==== DATA FOR PROCESSING
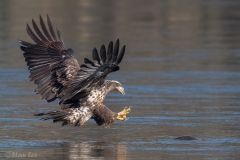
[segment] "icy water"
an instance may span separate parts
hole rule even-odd
[[[59,109],[33,92],[17,39],[49,14],[79,63],[120,39],[126,55],[110,93],[129,119],[101,129],[40,121]],[[240,1],[1,1],[0,157],[22,159],[239,159]],[[177,140],[180,136],[195,140]]]

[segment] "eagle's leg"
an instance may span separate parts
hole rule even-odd
[[[117,120],[125,121],[127,119],[127,114],[131,111],[130,107],[125,107],[121,112],[117,113]]]

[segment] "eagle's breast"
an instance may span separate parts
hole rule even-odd
[[[105,86],[102,88],[93,88],[90,94],[87,96],[87,103],[94,107],[96,104],[102,103],[105,96]]]

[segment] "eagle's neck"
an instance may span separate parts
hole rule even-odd
[[[105,80],[104,81],[103,85],[104,85],[105,90],[106,90],[106,95],[108,94],[108,92],[111,92],[112,90],[116,89],[115,86],[112,85],[113,82],[116,82],[116,81],[114,81],[114,80]]]
[[[117,113],[111,111],[105,105],[100,105],[94,108],[93,118],[99,126],[110,126],[117,117]]]

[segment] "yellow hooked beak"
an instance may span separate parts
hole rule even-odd
[[[123,87],[119,86],[119,87],[116,87],[116,88],[120,93],[122,93],[123,95],[125,94]]]

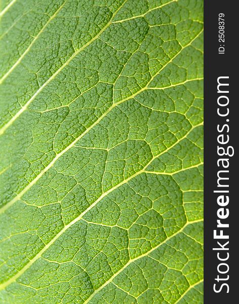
========
EXERCISE GOAL - Copy every one of the entries above character for character, leaving out the pictures.

OUTPUT FOR THIS EXERCISE -
[segment] "icy water"
an instance may span separate parts
hole rule even-odd
[[[59,109],[33,92],[17,39],[49,14],[79,63],[120,39],[126,55],[110,93],[129,119],[101,129],[40,121]],[[240,1],[1,1],[0,157],[22,159],[239,159]],[[177,140],[180,136],[195,140]]]

[segment] "eagle's leg"
an instance may span separate parts
hole rule even-odd
[[[117,120],[125,121],[127,119],[127,114],[131,111],[130,107],[125,107],[121,112],[117,113]]]

[segment] "eagle's breast"
an instance may span separate parts
hole rule even-odd
[[[105,86],[102,88],[93,88],[90,94],[87,96],[87,103],[94,107],[96,104],[102,103],[105,96]]]

[segment] "eagle's neck"
an instance may span separate parts
hole rule even-odd
[[[105,80],[104,81],[103,85],[104,85],[105,90],[106,90],[106,95],[108,94],[108,92],[111,92],[112,90],[116,89],[115,86],[112,85],[113,82],[116,82],[116,81],[114,81],[114,80]]]
[[[117,113],[111,111],[105,105],[100,105],[94,108],[93,118],[99,126],[110,126],[117,117]]]

[segment] "yellow hooked beak"
an instance may span separate parts
hole rule even-odd
[[[123,87],[119,86],[119,87],[116,87],[116,88],[120,93],[122,93],[123,95],[125,94]]]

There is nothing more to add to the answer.